10.19.2008

PECS

PECS stands for Picture Exchange Communication System.


I spent two days in Fort Worth this week being trained on PECS.  I cannot even begin to explain how excited I am about this system.  Virtually all of my students at school are non verbal - or unable to communicate clearly enough to express their needs and wants.  This system was born out of a similar need - for one student in a classroom who was not responding to the typical methods of speech therapy, sign language and other systems.  It's a system that teaches children (and non-verbal adults too) how to exchange pictures to a teacher or a parent to express their wants and needs.  It starts out simply and progresses in different stages so they can include expressing their observations not just requests.  They can build complete thoughts rather then just one-word communication.  Research has shown that it often enhances development of speech as a students vocabulary base builds through pictures.  

Perhaps one of the hardest parts of my job is watching parents grapple with the needs of their sweet young children - wondering how they can help them best while coming to terms with such a recent diagnosis.  They search for whatever resources they can find - whatever they can do to help their children.  I watch them - seeing the depth of their emotions and their intense desire to find ways to communicate with their children.

== WORK TO COMPLETE ==
• 1. In one to three sentences, state why the PECS system was first developed, according to the PECS post.
• 2. Please reproduce the PECS post, everything from "Perhaps one of" down to "with their children.".
These lines come from a separate source.

Point-per-instance localization data:
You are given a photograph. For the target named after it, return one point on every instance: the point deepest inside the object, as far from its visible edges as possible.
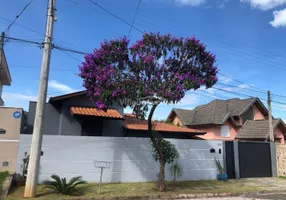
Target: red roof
(110, 113)
(133, 123)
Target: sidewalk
(178, 190)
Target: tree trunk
(161, 181)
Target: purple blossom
(115, 70)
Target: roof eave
(66, 96)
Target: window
(5, 164)
(92, 127)
(248, 115)
(225, 132)
(2, 131)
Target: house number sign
(17, 114)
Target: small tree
(176, 170)
(157, 68)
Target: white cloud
(55, 85)
(18, 100)
(264, 4)
(279, 18)
(190, 2)
(224, 79)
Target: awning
(91, 111)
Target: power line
(25, 7)
(116, 16)
(242, 88)
(26, 41)
(70, 50)
(25, 27)
(134, 18)
(240, 81)
(31, 67)
(37, 32)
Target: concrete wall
(131, 158)
(59, 121)
(1, 88)
(51, 119)
(9, 141)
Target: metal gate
(254, 159)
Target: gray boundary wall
(131, 158)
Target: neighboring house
(74, 114)
(5, 77)
(225, 119)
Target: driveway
(277, 196)
(273, 188)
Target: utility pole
(1, 47)
(1, 51)
(271, 134)
(35, 152)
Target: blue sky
(248, 37)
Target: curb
(177, 196)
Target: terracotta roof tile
(90, 111)
(138, 124)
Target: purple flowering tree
(157, 68)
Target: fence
(250, 159)
(131, 158)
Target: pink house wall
(279, 135)
(214, 132)
(177, 120)
(257, 113)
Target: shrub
(24, 166)
(62, 186)
(176, 170)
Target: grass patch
(142, 189)
(3, 176)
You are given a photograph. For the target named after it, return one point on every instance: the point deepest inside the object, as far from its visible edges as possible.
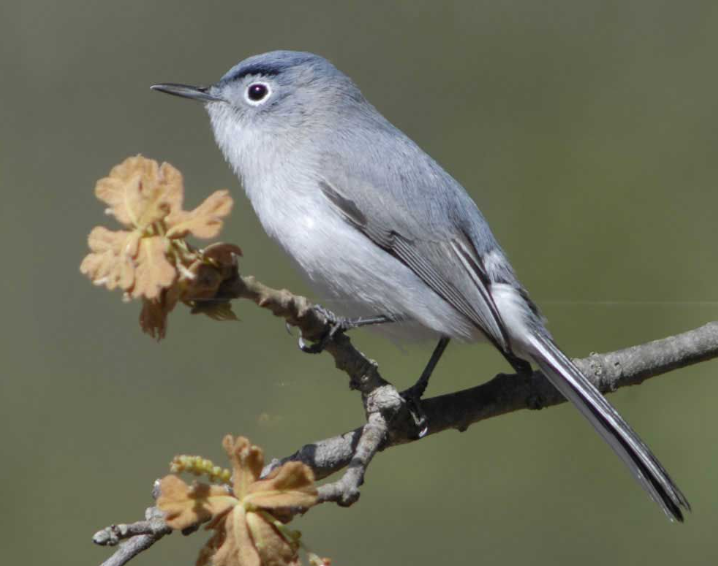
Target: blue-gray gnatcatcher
(381, 230)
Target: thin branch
(133, 538)
(507, 393)
(389, 423)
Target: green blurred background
(587, 131)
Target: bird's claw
(412, 398)
(337, 325)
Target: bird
(385, 234)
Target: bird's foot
(412, 398)
(337, 325)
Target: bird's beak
(200, 93)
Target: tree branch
(389, 423)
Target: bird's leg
(521, 366)
(338, 325)
(413, 395)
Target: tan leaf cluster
(150, 259)
(248, 523)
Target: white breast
(350, 274)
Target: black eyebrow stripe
(253, 70)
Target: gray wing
(426, 239)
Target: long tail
(574, 386)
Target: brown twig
(388, 421)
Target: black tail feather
(644, 466)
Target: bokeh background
(587, 131)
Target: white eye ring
(257, 93)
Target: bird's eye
(257, 92)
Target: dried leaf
(205, 221)
(247, 463)
(186, 506)
(139, 192)
(238, 548)
(291, 485)
(110, 262)
(273, 548)
(153, 316)
(152, 270)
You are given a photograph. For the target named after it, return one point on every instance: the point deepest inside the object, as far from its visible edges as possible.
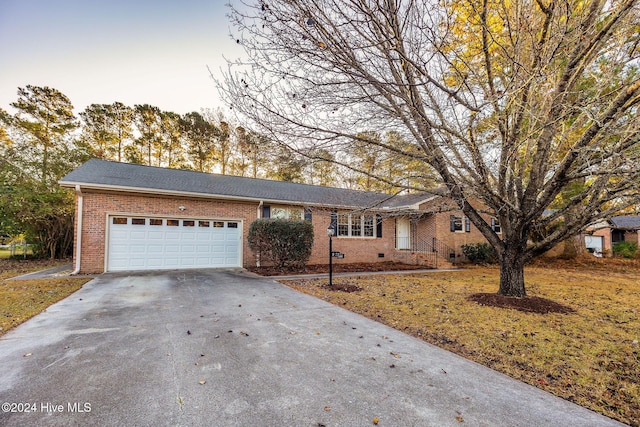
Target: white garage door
(139, 243)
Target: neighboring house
(601, 237)
(134, 217)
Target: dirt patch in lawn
(22, 299)
(584, 346)
(527, 305)
(337, 268)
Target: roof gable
(109, 175)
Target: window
(495, 225)
(356, 225)
(456, 224)
(287, 212)
(367, 226)
(343, 225)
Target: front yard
(590, 357)
(22, 299)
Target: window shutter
(378, 225)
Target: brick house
(134, 217)
(601, 237)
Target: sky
(102, 51)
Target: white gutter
(259, 216)
(78, 231)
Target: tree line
(43, 140)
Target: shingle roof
(626, 222)
(108, 175)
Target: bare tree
(512, 103)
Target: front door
(403, 233)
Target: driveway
(222, 348)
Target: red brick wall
(98, 205)
(355, 249)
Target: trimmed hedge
(285, 243)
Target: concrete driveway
(221, 348)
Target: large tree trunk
(512, 274)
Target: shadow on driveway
(222, 348)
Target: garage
(151, 243)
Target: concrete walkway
(222, 348)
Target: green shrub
(285, 243)
(479, 253)
(627, 250)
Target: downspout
(78, 231)
(259, 216)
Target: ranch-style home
(134, 217)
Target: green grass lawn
(22, 299)
(5, 253)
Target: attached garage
(152, 243)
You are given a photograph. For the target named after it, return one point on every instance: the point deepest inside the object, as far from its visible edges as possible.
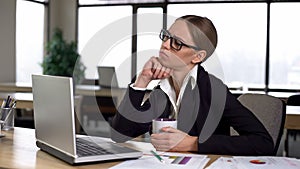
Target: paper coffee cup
(159, 123)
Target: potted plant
(62, 58)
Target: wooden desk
(93, 90)
(18, 150)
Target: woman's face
(182, 58)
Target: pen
(157, 156)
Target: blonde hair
(203, 32)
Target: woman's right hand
(152, 70)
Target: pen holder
(7, 118)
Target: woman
(203, 106)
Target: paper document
(263, 162)
(171, 161)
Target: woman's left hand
(171, 139)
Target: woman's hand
(152, 70)
(172, 139)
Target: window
(284, 46)
(104, 36)
(241, 40)
(29, 39)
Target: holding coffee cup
(159, 123)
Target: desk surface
(18, 150)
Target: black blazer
(207, 111)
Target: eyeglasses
(175, 43)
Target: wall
(7, 40)
(63, 15)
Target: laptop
(107, 77)
(54, 119)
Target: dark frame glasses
(175, 43)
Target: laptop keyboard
(88, 148)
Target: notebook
(54, 119)
(107, 77)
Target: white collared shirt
(169, 90)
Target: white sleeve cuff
(137, 88)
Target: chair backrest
(270, 111)
(294, 100)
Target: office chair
(293, 100)
(271, 111)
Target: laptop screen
(54, 111)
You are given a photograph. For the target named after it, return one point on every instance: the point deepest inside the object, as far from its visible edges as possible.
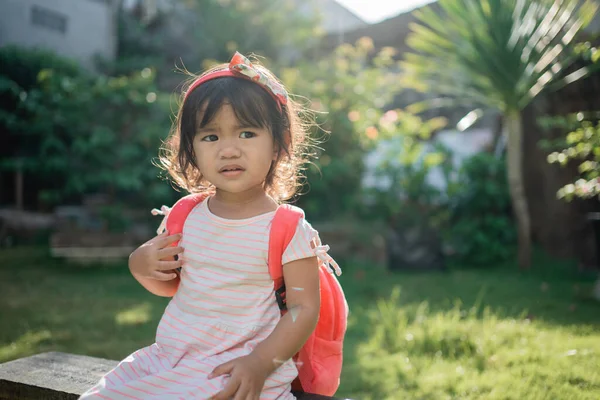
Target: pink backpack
(319, 361)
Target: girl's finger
(157, 237)
(161, 276)
(169, 252)
(167, 240)
(243, 393)
(166, 265)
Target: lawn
(492, 333)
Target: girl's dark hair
(253, 106)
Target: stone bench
(62, 376)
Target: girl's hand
(247, 378)
(155, 258)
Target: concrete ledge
(63, 376)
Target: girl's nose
(230, 150)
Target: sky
(377, 10)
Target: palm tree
(500, 54)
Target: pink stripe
(223, 243)
(209, 277)
(123, 394)
(263, 265)
(219, 288)
(140, 390)
(150, 358)
(232, 223)
(124, 372)
(109, 381)
(155, 385)
(212, 310)
(212, 233)
(188, 334)
(223, 251)
(247, 321)
(227, 332)
(134, 371)
(212, 295)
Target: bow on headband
(240, 66)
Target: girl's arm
(154, 267)
(303, 302)
(159, 288)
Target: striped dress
(224, 307)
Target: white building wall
(78, 29)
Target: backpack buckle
(280, 297)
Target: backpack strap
(283, 229)
(174, 217)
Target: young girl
(237, 138)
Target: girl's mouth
(231, 170)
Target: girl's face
(234, 158)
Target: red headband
(241, 67)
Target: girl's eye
(210, 138)
(247, 135)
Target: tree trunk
(513, 129)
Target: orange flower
(372, 133)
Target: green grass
(493, 333)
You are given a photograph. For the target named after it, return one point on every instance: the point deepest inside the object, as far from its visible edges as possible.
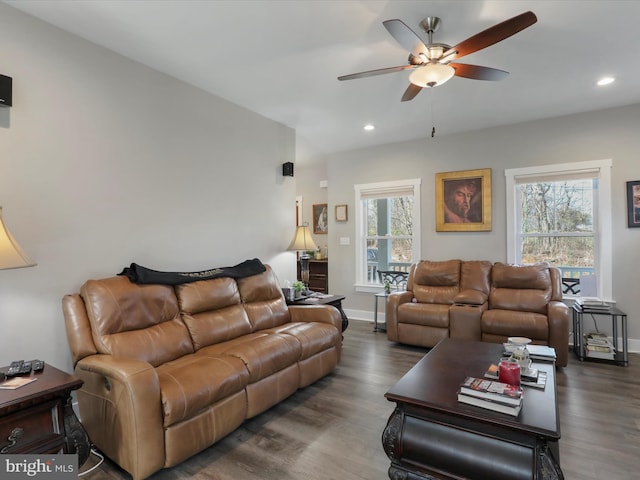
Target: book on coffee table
(513, 410)
(491, 390)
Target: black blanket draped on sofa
(142, 275)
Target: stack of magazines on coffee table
(492, 395)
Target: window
(561, 214)
(387, 229)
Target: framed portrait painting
(463, 201)
(320, 218)
(633, 204)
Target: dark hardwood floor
(332, 429)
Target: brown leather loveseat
(478, 300)
(169, 370)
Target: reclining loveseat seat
(481, 301)
(169, 370)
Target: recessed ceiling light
(605, 81)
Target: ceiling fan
(431, 62)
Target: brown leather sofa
(478, 300)
(168, 371)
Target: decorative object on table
(299, 288)
(341, 213)
(11, 255)
(463, 201)
(302, 243)
(320, 219)
(519, 353)
(509, 372)
(633, 203)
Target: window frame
(366, 189)
(603, 253)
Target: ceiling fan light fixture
(432, 75)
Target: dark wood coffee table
(432, 436)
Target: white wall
(104, 162)
(590, 136)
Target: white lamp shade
(11, 255)
(431, 75)
(302, 240)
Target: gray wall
(105, 162)
(590, 136)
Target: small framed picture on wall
(320, 218)
(341, 213)
(633, 204)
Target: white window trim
(361, 225)
(603, 201)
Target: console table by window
(615, 314)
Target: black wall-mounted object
(6, 84)
(287, 169)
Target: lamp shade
(302, 239)
(11, 255)
(432, 75)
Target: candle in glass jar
(509, 372)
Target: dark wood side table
(622, 355)
(333, 300)
(39, 418)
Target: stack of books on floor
(598, 345)
(593, 305)
(529, 377)
(491, 395)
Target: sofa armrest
(316, 313)
(121, 409)
(558, 318)
(470, 297)
(394, 300)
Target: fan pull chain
(433, 127)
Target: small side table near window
(326, 299)
(616, 315)
(38, 418)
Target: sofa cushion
(436, 282)
(263, 354)
(521, 276)
(314, 337)
(212, 311)
(192, 383)
(263, 300)
(432, 315)
(508, 323)
(137, 321)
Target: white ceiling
(281, 59)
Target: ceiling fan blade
(477, 72)
(411, 92)
(492, 35)
(380, 71)
(405, 36)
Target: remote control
(14, 368)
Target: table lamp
(11, 255)
(302, 242)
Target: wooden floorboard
(332, 429)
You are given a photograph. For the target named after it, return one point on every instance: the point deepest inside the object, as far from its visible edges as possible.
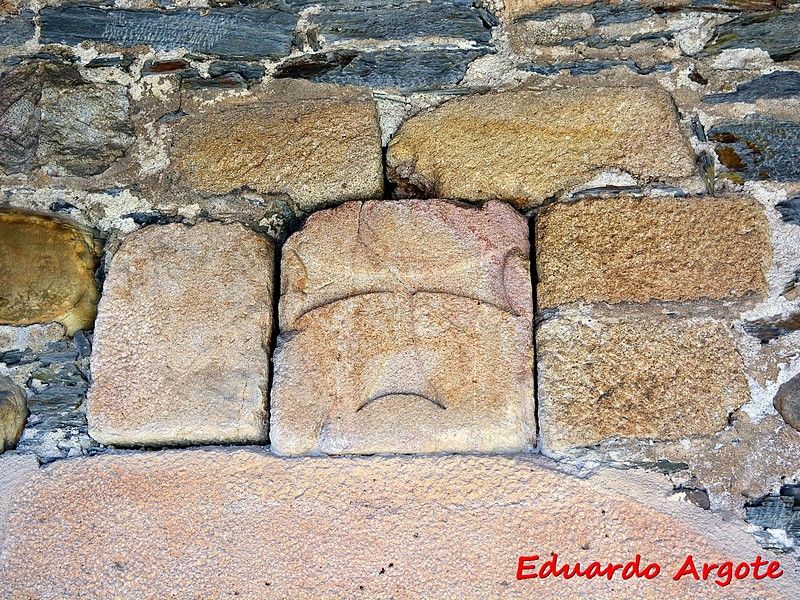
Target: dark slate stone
(402, 22)
(239, 32)
(777, 85)
(15, 31)
(759, 148)
(787, 403)
(775, 32)
(406, 70)
(790, 210)
(767, 330)
(602, 12)
(590, 67)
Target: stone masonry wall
(371, 298)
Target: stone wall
(416, 281)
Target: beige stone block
(241, 523)
(181, 346)
(526, 146)
(638, 377)
(636, 250)
(315, 144)
(406, 326)
(46, 271)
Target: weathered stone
(787, 402)
(182, 338)
(405, 327)
(636, 250)
(13, 412)
(775, 32)
(238, 32)
(777, 85)
(316, 144)
(407, 70)
(790, 210)
(47, 268)
(768, 329)
(15, 31)
(525, 147)
(647, 378)
(404, 22)
(20, 92)
(84, 129)
(759, 148)
(240, 522)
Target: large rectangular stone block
(181, 345)
(637, 377)
(241, 523)
(636, 250)
(405, 327)
(527, 146)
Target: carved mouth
(437, 403)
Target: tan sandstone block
(406, 326)
(227, 523)
(46, 271)
(526, 146)
(642, 377)
(316, 144)
(181, 345)
(627, 249)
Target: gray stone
(240, 32)
(403, 21)
(787, 402)
(84, 128)
(13, 412)
(759, 148)
(405, 70)
(790, 210)
(776, 85)
(775, 32)
(15, 31)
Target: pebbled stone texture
(234, 32)
(13, 412)
(787, 402)
(47, 271)
(636, 250)
(405, 327)
(644, 377)
(774, 32)
(182, 338)
(239, 522)
(759, 148)
(525, 147)
(315, 144)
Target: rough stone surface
(238, 32)
(626, 249)
(405, 327)
(787, 402)
(84, 129)
(47, 271)
(646, 378)
(182, 338)
(759, 148)
(238, 522)
(524, 147)
(13, 412)
(775, 32)
(316, 144)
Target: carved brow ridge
(373, 399)
(504, 309)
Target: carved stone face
(405, 327)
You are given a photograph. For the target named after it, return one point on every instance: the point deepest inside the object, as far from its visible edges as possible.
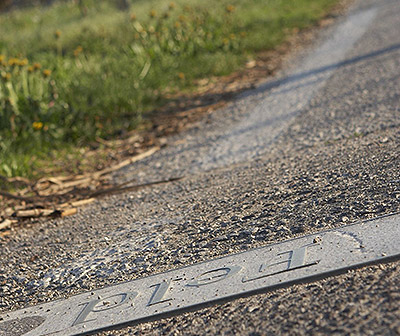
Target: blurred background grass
(76, 70)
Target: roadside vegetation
(77, 71)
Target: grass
(72, 73)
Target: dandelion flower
(37, 125)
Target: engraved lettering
(107, 303)
(296, 259)
(159, 293)
(213, 276)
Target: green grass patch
(70, 73)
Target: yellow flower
(230, 9)
(46, 73)
(37, 125)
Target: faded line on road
(298, 260)
(256, 132)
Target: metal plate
(297, 260)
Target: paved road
(315, 147)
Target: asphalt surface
(313, 148)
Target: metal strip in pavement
(294, 261)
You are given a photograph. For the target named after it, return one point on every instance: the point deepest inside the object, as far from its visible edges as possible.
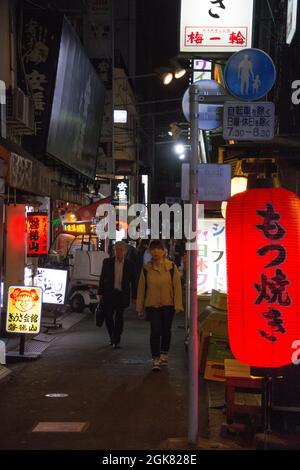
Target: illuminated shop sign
(24, 309)
(37, 234)
(80, 227)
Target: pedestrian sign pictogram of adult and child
(249, 74)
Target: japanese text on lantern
(272, 289)
(37, 234)
(24, 310)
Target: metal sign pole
(193, 337)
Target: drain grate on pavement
(36, 346)
(133, 361)
(64, 426)
(44, 338)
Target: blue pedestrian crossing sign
(249, 74)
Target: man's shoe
(156, 364)
(164, 359)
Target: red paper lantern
(263, 267)
(37, 234)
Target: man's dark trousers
(114, 311)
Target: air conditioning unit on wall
(20, 112)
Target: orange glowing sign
(37, 233)
(24, 307)
(78, 227)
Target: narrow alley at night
(149, 230)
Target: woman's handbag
(100, 314)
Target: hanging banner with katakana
(24, 307)
(211, 260)
(37, 234)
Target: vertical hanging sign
(37, 234)
(24, 309)
(263, 248)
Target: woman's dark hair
(156, 244)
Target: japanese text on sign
(211, 260)
(272, 289)
(37, 234)
(24, 310)
(248, 121)
(216, 25)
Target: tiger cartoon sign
(24, 309)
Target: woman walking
(160, 294)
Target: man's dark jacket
(107, 280)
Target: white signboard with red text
(215, 25)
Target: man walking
(117, 278)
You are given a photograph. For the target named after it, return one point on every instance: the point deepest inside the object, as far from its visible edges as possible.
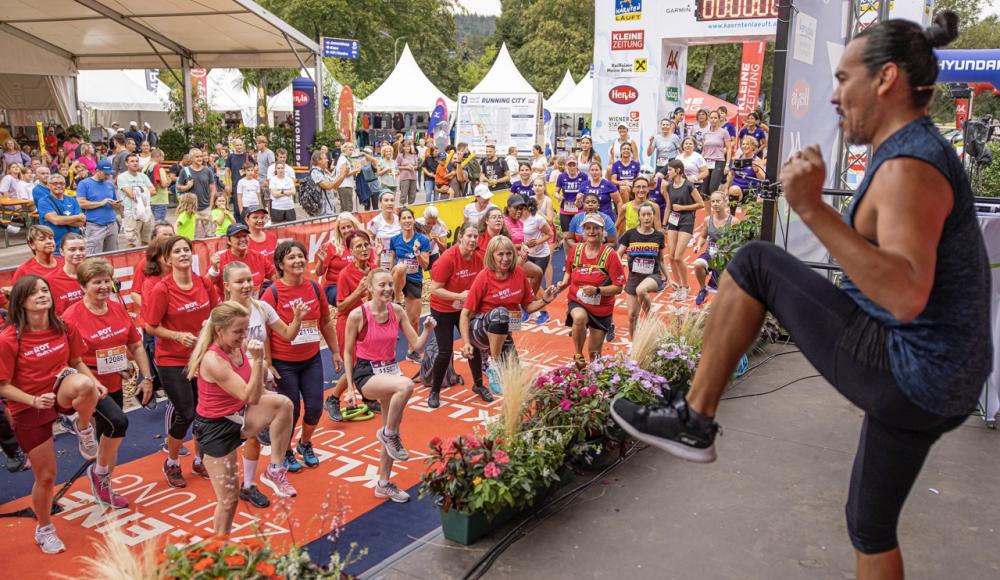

== RESPONSES BY TASK ==
• 1. PECS was developed for one student in a classroom who was not responding to the typical methods of speech therapy, sign language and other systems.

• 2.
Perhaps one of the hardest parts of my job is watching parents grapple with the needs of their sweet young children - wondering how they can help them best while coming to terms with such a recent diagnosis.  They search for whatever resources they can find - whatever they can do to help their children.  I watch them - seeing the depth of their emotions and their intense desire to find ways to communicate with their children.